Excerto:
Aqui ela surge na sua contraparte da Voz do Silêncio da Natureza, que murmura no vento e no mar. Terá o açoriano Antero do Quental em jovem alguma vez pegado numa concha e tentado ouvir, nas reverberações tão geometricamente perfeitas do enrolamento em espiral, segundo o número de ouro e a progressão de Fibonaci, o som do Mar? E que orações se lhe afeiçoaram nas hélices da sua alma e nos tímpanos da sua memória que agora, de mão dada com a amada, ao de cima vieram? Que campo psico-mórfico poderoso criavam os dois que trazia até si ou dialogava mesmo com as falas secretas dos elementos da Natureza ou com as repercussões do Logos Divino no subcampo unificado de energia-consciência em que ambos se encontravam?
Que orações, que vozes, que clamores, intuía Antero, com a amada, ou graças a ela ou impulsionando tal nela, no vento e no mar?
Sentiriam a felicidade do amor, diriam baixinho que o amor deles seria feliz, ou apenas exprimiam o drama do amor e da separação, vozes impessoais mas fecundantes das grandes correntes cósmicas que atravessam o planeta e a Humanidade? Ou ainda seriam ou brotavam louvores gratos dos espíritos da Natureza nos cinco Elementos presentes e intensificados pelo Amor de Antero e da sua misteriosa companheira?
Que orações seriam essas, perguntaremos nós,  ó Antero? Que orações acompanhavam o seu empalidecer, ó Amada? 
Seriam apenas sons de vogais, realçadas com o h da aspiração ou prolongadas com a nasalização? 
Seriam mantras orientais que a uma ocidental pátria lusitana chegavam, como que vindos do longínquo Ganges e do Oceano Índico onde, como cantara o outro grande vate nacional Luís de Camões, os Portugueses teriam ido "abrindo o mar profundo, em busca da grã-corrente"? 
Ou seria a fala amorosa das brisas perfumadas, tão cantadas na literatura Persa, e que Antero conhecera, e em especial pelos poetas místicos Rumi, Hafiz, Saadi, Attar, mas também por Bocage?
A este fundo cosmicizante, Antero acrescenta no verso seguinte a humildade da terra, o conúbio do céu e da terra, e a capacidade de eles dois estarem abertos às imagens e mensagens das coisas e seres, como nos diz a palavra poesia, poesis em grego, que significa ver, contemplar, ou a palavra sânscrita rishi, poeta vidente:
                       5º:  - E a poesia das coisas se insinua
Poesia que é assim voz, palavra, orações, verbo, ideia, logos, essência e que as almas mais sensíveis ou mais em amor conseguem receber, acolher, sentir.
Estamos numa teofania amorosa, em que a própria voz do Universo, das infinitas coisas nascidas e preservadas, vem participar na comunhão de duas almas que se tornam um cálice para a Unidade.

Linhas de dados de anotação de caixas
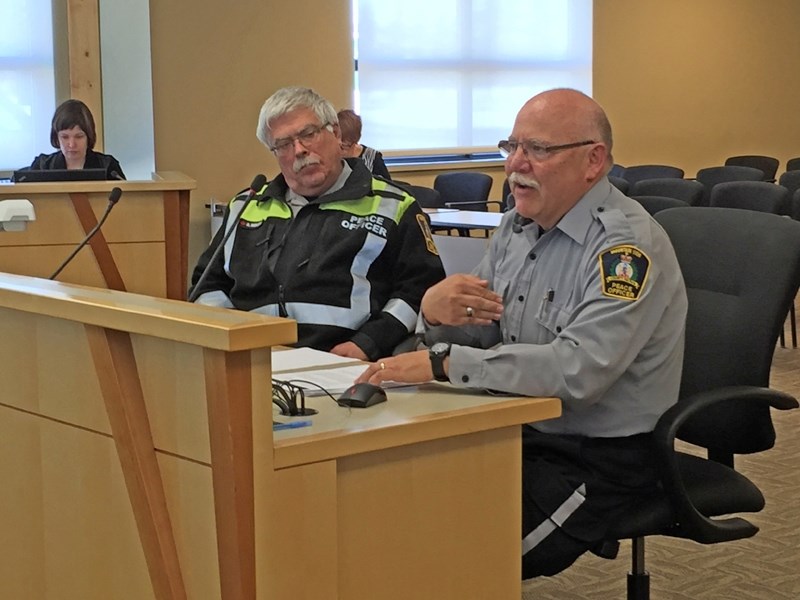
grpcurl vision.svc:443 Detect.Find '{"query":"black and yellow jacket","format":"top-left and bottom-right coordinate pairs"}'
top-left (192, 159), bottom-right (444, 360)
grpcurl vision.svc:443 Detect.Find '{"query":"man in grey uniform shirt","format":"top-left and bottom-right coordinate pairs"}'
top-left (359, 89), bottom-right (687, 579)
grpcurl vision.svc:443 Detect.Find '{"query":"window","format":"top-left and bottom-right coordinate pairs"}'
top-left (353, 0), bottom-right (592, 150)
top-left (0, 0), bottom-right (55, 171)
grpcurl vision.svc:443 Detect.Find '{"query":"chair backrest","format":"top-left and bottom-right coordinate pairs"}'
top-left (696, 165), bottom-right (764, 206)
top-left (725, 154), bottom-right (780, 181)
top-left (786, 156), bottom-right (800, 171)
top-left (655, 207), bottom-right (800, 454)
top-left (631, 196), bottom-right (689, 215)
top-left (433, 171), bottom-right (492, 210)
top-left (709, 181), bottom-right (791, 216)
top-left (404, 184), bottom-right (444, 208)
top-left (608, 174), bottom-right (630, 194)
top-left (630, 177), bottom-right (705, 206)
top-left (791, 189), bottom-right (800, 221)
top-left (622, 165), bottom-right (683, 185)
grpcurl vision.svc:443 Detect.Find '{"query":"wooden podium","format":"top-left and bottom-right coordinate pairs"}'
top-left (0, 274), bottom-right (560, 600)
top-left (0, 172), bottom-right (196, 299)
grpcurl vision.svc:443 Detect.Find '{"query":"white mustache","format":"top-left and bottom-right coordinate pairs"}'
top-left (508, 173), bottom-right (540, 190)
top-left (292, 156), bottom-right (319, 173)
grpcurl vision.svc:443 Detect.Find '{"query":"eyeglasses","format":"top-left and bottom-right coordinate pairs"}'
top-left (270, 123), bottom-right (333, 156)
top-left (497, 140), bottom-right (599, 161)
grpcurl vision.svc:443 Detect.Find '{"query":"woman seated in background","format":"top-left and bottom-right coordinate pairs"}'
top-left (337, 108), bottom-right (392, 179)
top-left (29, 100), bottom-right (125, 179)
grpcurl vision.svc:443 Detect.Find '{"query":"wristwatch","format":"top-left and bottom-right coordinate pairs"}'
top-left (428, 342), bottom-right (450, 381)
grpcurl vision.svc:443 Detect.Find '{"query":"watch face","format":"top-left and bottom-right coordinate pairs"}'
top-left (431, 342), bottom-right (450, 354)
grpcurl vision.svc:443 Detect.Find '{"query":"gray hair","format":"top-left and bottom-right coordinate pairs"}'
top-left (256, 87), bottom-right (339, 148)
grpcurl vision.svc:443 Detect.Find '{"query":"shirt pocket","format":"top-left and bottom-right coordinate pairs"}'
top-left (536, 298), bottom-right (570, 337)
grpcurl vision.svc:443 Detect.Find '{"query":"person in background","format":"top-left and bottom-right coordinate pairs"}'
top-left (190, 87), bottom-right (444, 360)
top-left (358, 89), bottom-right (687, 579)
top-left (29, 100), bottom-right (125, 179)
top-left (337, 108), bottom-right (392, 179)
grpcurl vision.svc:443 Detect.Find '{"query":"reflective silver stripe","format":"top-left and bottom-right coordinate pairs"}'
top-left (255, 304), bottom-right (281, 317)
top-left (522, 484), bottom-right (586, 555)
top-left (383, 298), bottom-right (417, 333)
top-left (222, 200), bottom-right (244, 277)
top-left (274, 233), bottom-right (386, 331)
top-left (195, 290), bottom-right (233, 308)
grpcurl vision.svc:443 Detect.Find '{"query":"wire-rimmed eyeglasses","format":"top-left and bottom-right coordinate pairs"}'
top-left (270, 123), bottom-right (333, 156)
top-left (497, 140), bottom-right (599, 161)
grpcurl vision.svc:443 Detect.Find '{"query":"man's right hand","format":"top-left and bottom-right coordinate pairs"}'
top-left (421, 274), bottom-right (503, 325)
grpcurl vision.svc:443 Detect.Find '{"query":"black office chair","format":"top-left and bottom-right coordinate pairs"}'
top-left (433, 171), bottom-right (500, 211)
top-left (403, 184), bottom-right (445, 208)
top-left (433, 171), bottom-right (494, 237)
top-left (778, 170), bottom-right (800, 205)
top-left (709, 181), bottom-right (791, 216)
top-left (630, 177), bottom-right (705, 206)
top-left (631, 196), bottom-right (689, 215)
top-left (791, 189), bottom-right (800, 221)
top-left (598, 207), bottom-right (800, 600)
top-left (725, 154), bottom-right (780, 183)
top-left (695, 165), bottom-right (764, 206)
top-left (622, 165), bottom-right (683, 185)
top-left (608, 173), bottom-right (630, 194)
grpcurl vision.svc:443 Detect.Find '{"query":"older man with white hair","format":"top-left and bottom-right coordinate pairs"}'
top-left (191, 87), bottom-right (444, 360)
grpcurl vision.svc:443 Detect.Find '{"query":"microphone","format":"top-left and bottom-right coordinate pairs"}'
top-left (187, 173), bottom-right (267, 302)
top-left (48, 187), bottom-right (122, 279)
top-left (511, 214), bottom-right (533, 233)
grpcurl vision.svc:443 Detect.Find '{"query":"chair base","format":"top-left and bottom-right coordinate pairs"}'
top-left (628, 571), bottom-right (650, 600)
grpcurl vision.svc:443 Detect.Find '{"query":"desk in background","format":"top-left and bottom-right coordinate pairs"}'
top-left (0, 172), bottom-right (196, 299)
top-left (425, 208), bottom-right (503, 229)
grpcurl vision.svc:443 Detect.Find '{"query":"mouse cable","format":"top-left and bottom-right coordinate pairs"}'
top-left (287, 379), bottom-right (336, 402)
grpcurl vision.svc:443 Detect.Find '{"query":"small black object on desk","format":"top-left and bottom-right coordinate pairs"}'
top-left (336, 383), bottom-right (386, 408)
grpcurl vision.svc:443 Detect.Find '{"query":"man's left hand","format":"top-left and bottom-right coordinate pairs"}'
top-left (331, 342), bottom-right (367, 360)
top-left (356, 350), bottom-right (433, 385)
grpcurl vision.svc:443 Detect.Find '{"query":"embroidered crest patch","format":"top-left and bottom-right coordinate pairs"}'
top-left (598, 246), bottom-right (650, 300)
top-left (417, 214), bottom-right (439, 256)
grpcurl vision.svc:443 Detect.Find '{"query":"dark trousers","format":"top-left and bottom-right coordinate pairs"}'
top-left (522, 426), bottom-right (657, 579)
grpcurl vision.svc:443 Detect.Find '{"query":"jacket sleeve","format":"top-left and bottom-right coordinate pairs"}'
top-left (352, 201), bottom-right (444, 360)
top-left (189, 206), bottom-right (233, 308)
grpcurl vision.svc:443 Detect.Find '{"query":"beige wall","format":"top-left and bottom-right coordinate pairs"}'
top-left (145, 0), bottom-right (800, 265)
top-left (594, 0), bottom-right (800, 177)
top-left (150, 0), bottom-right (353, 268)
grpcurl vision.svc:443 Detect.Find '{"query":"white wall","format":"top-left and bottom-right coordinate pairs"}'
top-left (99, 0), bottom-right (155, 179)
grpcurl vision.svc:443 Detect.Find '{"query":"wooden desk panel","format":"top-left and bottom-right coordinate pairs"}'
top-left (0, 274), bottom-right (560, 600)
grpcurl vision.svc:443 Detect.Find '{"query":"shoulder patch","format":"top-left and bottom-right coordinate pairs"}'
top-left (417, 213), bottom-right (439, 256)
top-left (597, 246), bottom-right (650, 301)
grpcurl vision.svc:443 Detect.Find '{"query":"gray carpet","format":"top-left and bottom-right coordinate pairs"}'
top-left (522, 344), bottom-right (800, 600)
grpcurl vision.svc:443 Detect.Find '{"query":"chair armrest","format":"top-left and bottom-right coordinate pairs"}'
top-left (653, 386), bottom-right (800, 544)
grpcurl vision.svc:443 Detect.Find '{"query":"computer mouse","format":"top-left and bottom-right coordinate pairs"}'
top-left (336, 383), bottom-right (386, 408)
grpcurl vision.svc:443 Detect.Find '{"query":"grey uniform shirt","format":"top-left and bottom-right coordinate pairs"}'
top-left (449, 178), bottom-right (687, 437)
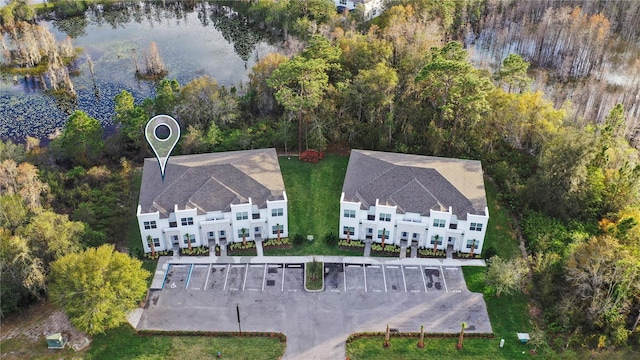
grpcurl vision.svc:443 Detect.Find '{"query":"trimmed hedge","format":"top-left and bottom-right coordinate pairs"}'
top-left (418, 248), bottom-right (447, 257)
top-left (338, 239), bottom-right (364, 250)
top-left (180, 245), bottom-right (209, 256)
top-left (262, 238), bottom-right (291, 249)
top-left (142, 250), bottom-right (173, 260)
top-left (228, 241), bottom-right (258, 256)
top-left (347, 331), bottom-right (495, 344)
top-left (136, 330), bottom-right (287, 343)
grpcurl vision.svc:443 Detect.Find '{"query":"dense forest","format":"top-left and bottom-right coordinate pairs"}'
top-left (0, 0), bottom-right (640, 352)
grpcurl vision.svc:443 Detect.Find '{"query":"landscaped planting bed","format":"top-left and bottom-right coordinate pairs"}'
top-left (227, 241), bottom-right (258, 256)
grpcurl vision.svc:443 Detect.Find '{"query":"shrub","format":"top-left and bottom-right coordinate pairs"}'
top-left (482, 246), bottom-right (498, 260)
top-left (324, 230), bottom-right (340, 245)
top-left (180, 245), bottom-right (209, 256)
top-left (142, 250), bottom-right (170, 260)
top-left (300, 149), bottom-right (324, 164)
top-left (338, 239), bottom-right (364, 248)
top-left (293, 234), bottom-right (304, 245)
top-left (262, 238), bottom-right (291, 247)
top-left (229, 241), bottom-right (256, 250)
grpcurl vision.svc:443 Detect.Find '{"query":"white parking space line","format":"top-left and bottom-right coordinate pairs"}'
top-left (242, 264), bottom-right (249, 291)
top-left (342, 263), bottom-right (347, 292)
top-left (262, 264), bottom-right (267, 291)
top-left (440, 265), bottom-right (449, 292)
top-left (204, 264), bottom-right (211, 290)
top-left (280, 264), bottom-right (287, 291)
top-left (184, 264), bottom-right (193, 289)
top-left (420, 269), bottom-right (427, 293)
top-left (222, 265), bottom-right (231, 290)
top-left (362, 266), bottom-right (367, 292)
top-left (382, 266), bottom-right (387, 292)
top-left (400, 265), bottom-right (407, 292)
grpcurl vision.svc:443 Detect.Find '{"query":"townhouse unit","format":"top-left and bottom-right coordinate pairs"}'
top-left (137, 149), bottom-right (289, 252)
top-left (334, 0), bottom-right (384, 20)
top-left (339, 150), bottom-right (489, 254)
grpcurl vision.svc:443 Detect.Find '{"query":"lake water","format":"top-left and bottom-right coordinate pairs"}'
top-left (0, 3), bottom-right (276, 141)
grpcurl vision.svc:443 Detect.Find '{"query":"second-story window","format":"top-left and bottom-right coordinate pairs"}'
top-left (469, 223), bottom-right (482, 231)
top-left (433, 219), bottom-right (447, 227)
top-left (378, 213), bottom-right (391, 222)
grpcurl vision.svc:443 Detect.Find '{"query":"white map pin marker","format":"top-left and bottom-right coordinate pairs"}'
top-left (144, 115), bottom-right (180, 181)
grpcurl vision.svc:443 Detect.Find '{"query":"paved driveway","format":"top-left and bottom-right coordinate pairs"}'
top-left (138, 263), bottom-right (492, 359)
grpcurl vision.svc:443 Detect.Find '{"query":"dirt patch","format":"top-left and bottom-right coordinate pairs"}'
top-left (0, 302), bottom-right (91, 351)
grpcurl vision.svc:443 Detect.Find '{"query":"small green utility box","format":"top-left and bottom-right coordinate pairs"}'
top-left (47, 333), bottom-right (66, 349)
top-left (517, 333), bottom-right (530, 344)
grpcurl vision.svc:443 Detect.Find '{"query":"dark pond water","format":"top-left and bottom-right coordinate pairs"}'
top-left (0, 3), bottom-right (276, 141)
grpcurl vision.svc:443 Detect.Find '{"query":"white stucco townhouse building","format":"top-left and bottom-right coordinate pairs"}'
top-left (339, 150), bottom-right (489, 254)
top-left (137, 149), bottom-right (289, 252)
top-left (334, 0), bottom-right (384, 20)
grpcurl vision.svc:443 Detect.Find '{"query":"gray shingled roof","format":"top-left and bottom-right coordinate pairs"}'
top-left (138, 149), bottom-right (284, 218)
top-left (342, 150), bottom-right (487, 219)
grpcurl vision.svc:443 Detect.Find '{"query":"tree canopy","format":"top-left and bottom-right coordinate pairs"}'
top-left (49, 244), bottom-right (151, 335)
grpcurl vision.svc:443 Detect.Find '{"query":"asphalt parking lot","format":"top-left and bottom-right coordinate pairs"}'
top-left (136, 261), bottom-right (492, 360)
top-left (163, 263), bottom-right (466, 293)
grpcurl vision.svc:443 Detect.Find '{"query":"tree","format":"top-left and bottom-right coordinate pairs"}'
top-left (0, 160), bottom-right (49, 210)
top-left (18, 210), bottom-right (85, 271)
top-left (416, 42), bottom-right (493, 152)
top-left (176, 76), bottom-right (240, 131)
top-left (0, 228), bottom-right (47, 317)
top-left (0, 140), bottom-right (25, 163)
top-left (49, 245), bottom-right (151, 335)
top-left (562, 235), bottom-right (640, 344)
top-left (52, 110), bottom-right (104, 166)
top-left (486, 255), bottom-right (529, 297)
top-left (267, 56), bottom-right (329, 153)
top-left (249, 53), bottom-right (288, 114)
top-left (114, 90), bottom-right (149, 150)
top-left (495, 54), bottom-right (533, 92)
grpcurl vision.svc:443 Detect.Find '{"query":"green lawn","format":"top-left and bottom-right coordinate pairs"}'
top-left (87, 325), bottom-right (285, 360)
top-left (347, 181), bottom-right (536, 359)
top-left (265, 155), bottom-right (348, 255)
top-left (347, 336), bottom-right (532, 360)
top-left (483, 179), bottom-right (521, 259)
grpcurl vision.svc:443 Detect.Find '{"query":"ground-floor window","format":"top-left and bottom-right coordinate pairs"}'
top-left (271, 225), bottom-right (284, 235)
top-left (182, 234), bottom-right (196, 244)
top-left (147, 238), bottom-right (160, 247)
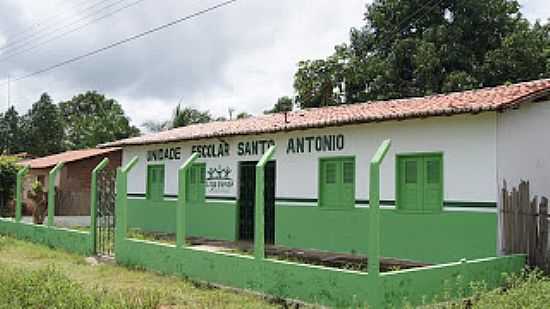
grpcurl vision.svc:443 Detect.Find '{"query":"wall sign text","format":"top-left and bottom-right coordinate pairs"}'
top-left (286, 134), bottom-right (344, 153)
top-left (237, 139), bottom-right (275, 156)
top-left (191, 143), bottom-right (229, 158)
top-left (147, 147), bottom-right (181, 162)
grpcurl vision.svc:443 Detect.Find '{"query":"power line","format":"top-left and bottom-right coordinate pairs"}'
top-left (0, 0), bottom-right (149, 62)
top-left (1, 0), bottom-right (237, 86)
top-left (0, 0), bottom-right (126, 51)
top-left (0, 0), bottom-right (94, 40)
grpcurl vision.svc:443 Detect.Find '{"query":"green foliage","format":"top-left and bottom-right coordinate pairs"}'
top-left (24, 93), bottom-right (65, 156)
top-left (59, 91), bottom-right (139, 149)
top-left (264, 96), bottom-right (294, 114)
top-left (171, 105), bottom-right (212, 128)
top-left (294, 0), bottom-right (550, 107)
top-left (0, 106), bottom-right (25, 154)
top-left (0, 265), bottom-right (160, 309)
top-left (237, 112), bottom-right (252, 119)
top-left (0, 156), bottom-right (20, 206)
top-left (472, 271), bottom-right (550, 309)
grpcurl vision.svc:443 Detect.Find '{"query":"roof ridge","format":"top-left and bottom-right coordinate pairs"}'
top-left (99, 79), bottom-right (550, 148)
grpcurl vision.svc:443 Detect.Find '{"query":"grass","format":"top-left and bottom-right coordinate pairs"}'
top-left (0, 236), bottom-right (294, 308)
top-left (405, 270), bottom-right (550, 309)
top-left (0, 236), bottom-right (550, 309)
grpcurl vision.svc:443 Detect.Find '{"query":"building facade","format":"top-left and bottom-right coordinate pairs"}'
top-left (106, 80), bottom-right (550, 262)
top-left (20, 148), bottom-right (122, 216)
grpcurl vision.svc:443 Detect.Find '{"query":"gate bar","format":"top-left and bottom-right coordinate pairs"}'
top-left (48, 162), bottom-right (65, 226)
top-left (90, 158), bottom-right (109, 255)
top-left (15, 165), bottom-right (29, 223)
top-left (115, 156), bottom-right (139, 245)
top-left (367, 139), bottom-right (391, 308)
top-left (176, 152), bottom-right (199, 248)
top-left (254, 145), bottom-right (276, 260)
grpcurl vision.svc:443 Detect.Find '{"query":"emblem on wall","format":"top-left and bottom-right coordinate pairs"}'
top-left (206, 165), bottom-right (235, 193)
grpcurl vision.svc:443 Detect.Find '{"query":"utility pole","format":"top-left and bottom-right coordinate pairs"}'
top-left (8, 74), bottom-right (11, 109)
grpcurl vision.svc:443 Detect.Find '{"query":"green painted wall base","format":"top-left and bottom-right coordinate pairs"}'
top-left (0, 219), bottom-right (92, 256)
top-left (275, 205), bottom-right (497, 263)
top-left (128, 198), bottom-right (237, 240)
top-left (116, 239), bottom-right (525, 308)
top-left (128, 198), bottom-right (497, 263)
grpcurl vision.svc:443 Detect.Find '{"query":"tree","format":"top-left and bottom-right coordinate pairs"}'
top-left (0, 156), bottom-right (19, 212)
top-left (264, 96), bottom-right (294, 114)
top-left (23, 93), bottom-right (65, 156)
top-left (237, 112), bottom-right (252, 119)
top-left (0, 106), bottom-right (25, 154)
top-left (59, 91), bottom-right (140, 149)
top-left (171, 105), bottom-right (212, 128)
top-left (294, 0), bottom-right (550, 107)
top-left (142, 120), bottom-right (170, 133)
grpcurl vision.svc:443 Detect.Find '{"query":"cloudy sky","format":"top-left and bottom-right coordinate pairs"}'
top-left (0, 0), bottom-right (550, 126)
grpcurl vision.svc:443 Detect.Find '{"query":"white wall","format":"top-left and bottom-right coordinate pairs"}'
top-left (123, 113), bottom-right (497, 202)
top-left (497, 102), bottom-right (550, 198)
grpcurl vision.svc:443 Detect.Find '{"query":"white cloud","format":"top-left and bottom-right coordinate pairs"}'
top-left (0, 0), bottom-right (550, 125)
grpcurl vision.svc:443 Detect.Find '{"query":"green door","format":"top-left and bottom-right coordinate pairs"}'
top-left (423, 155), bottom-right (443, 211)
top-left (187, 163), bottom-right (206, 205)
top-left (147, 165), bottom-right (164, 201)
top-left (397, 154), bottom-right (443, 211)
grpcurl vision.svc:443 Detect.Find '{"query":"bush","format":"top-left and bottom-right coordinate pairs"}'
top-left (0, 265), bottom-right (160, 309)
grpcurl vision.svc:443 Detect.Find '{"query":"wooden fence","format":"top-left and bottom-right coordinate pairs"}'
top-left (499, 181), bottom-right (550, 273)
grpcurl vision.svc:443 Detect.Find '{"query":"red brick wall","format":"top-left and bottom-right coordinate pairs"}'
top-left (55, 151), bottom-right (122, 216)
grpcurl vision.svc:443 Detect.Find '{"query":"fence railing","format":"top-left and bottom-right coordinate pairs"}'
top-left (499, 181), bottom-right (550, 273)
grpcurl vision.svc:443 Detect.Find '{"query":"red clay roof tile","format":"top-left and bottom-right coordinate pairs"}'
top-left (100, 79), bottom-right (550, 147)
top-left (19, 148), bottom-right (120, 169)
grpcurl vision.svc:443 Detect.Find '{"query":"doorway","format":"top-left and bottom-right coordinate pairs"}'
top-left (238, 161), bottom-right (276, 244)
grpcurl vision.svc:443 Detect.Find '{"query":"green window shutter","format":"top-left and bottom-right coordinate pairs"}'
top-left (396, 154), bottom-right (443, 212)
top-left (319, 158), bottom-right (355, 208)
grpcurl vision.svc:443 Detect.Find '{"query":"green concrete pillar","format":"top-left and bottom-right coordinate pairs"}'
top-left (367, 139), bottom-right (391, 308)
top-left (90, 158), bottom-right (109, 254)
top-left (47, 162), bottom-right (65, 226)
top-left (15, 166), bottom-right (29, 222)
top-left (115, 157), bottom-right (139, 247)
top-left (254, 145), bottom-right (276, 260)
top-left (176, 152), bottom-right (199, 248)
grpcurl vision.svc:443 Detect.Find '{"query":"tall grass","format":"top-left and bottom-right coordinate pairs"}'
top-left (0, 265), bottom-right (160, 309)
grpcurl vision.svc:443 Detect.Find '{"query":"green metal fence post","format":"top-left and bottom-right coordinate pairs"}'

O que fazer:
• A. Responda, com base no excerto acerca de Antero do Quental:
(i) Que poetas místicos persas são nomeados?
(ii) Que significa a palavra sânscrita rishi?
(iii) A que poeta é atribuído o verso "abrindo o mar profundo, em busca da grã-corrente"?
• B. Diga se cada afirmação está de acordo com o excerto acerca de Antero do Quental:
(i) Antero do Quental é apresentado como açoriano.
(ii) A palavra grega poesis significa cantar.
(iii) O quinto verso citado é "E a poesia das coisas se insinua".
• C. Escreva a continuação do excerto acerca de Antero do Quental, a partir da última frase.

Respostas:
• A.
(i) Rumi, Hafiz, Saadi e Attar.
(ii) Poeta vidente.
(iii) A Luís de Camões.

• B.
(i) Sim: "o açoriano Antero do Quental".
(ii) Não: "poesis em grego, que significa ver, contemplar".
(iii) Sim: "5º:  - E a poesia das coisas se insinua".

• C.
Antero de Quental então dá o mote final, como que a tenção deste belo poema emblemático:
                                6º: - Lenta e amorosa nas nossas almas.
Orfeu, os vates e rapsódios da Grécia e os rishis da Índia antiga, tão panteístas, estão presentes, pois é uma combinação da luz flutuante, do vento e do mar murmurantes e das coisas falantes que, banhadas no Amor Divino, lenta e amorosamente vão penetrando na alma, no par, numa Unidade.
Poderíamos pensar até que é o vento do espírito e o mar da alma que fecundam as coisas, seja do reino mineral seja da arte e indústria humana, que são essas cintilações da luz unificadora dos campos das palavras e ideias arquétipas que estão por dentro e por detrás de tudo que, vibrando mais pela convergência de dois seres no nome de Deus ou Amor e que o tornam presente, fazem manifestar ou desvendam a Omnipresença do Logos ou Sabedoria-Amor divinos.
Antero e a Amada, neste momento único, icchi go icchi e, como diz a Tradição Espiritual Japonesa, provavelmente fundiram-se num abraço ou num beijo, ou no que seja, cósmica, amorosa, divinamente.
Restará dizer, para assentarmos os corpo e almas que este poema de Antero do Quental está inscrito num banco de pedra do jardim das Amoreiras em Lisboa, e não no de madeira da Mors e do centro da cidade da Terceira, na ilha de S. Miguel, vencendo o Amor da vida, e onde por vezes provavelmente alguns namorados (anterianos ou não...) querendo sentir e acolher mais a graça do inflúvio da Alma do Mundo e do Amor, que não o da Morte, se sentam, dialogam, meditam e depois de mãos dados, em abraço ou beijo, lenta e amorosamente comungam com o Amor Divino, de tais actos se evolando belas energias e imagens para Antero de Quental, para quem ele mais amou e para a Alma e Amor de Portugal e do Mundo, e a Divindade, fonte do Amor...
Sentemos, assentemos, amemos, na Poesis, e na comunhão de Antero e da sua amada...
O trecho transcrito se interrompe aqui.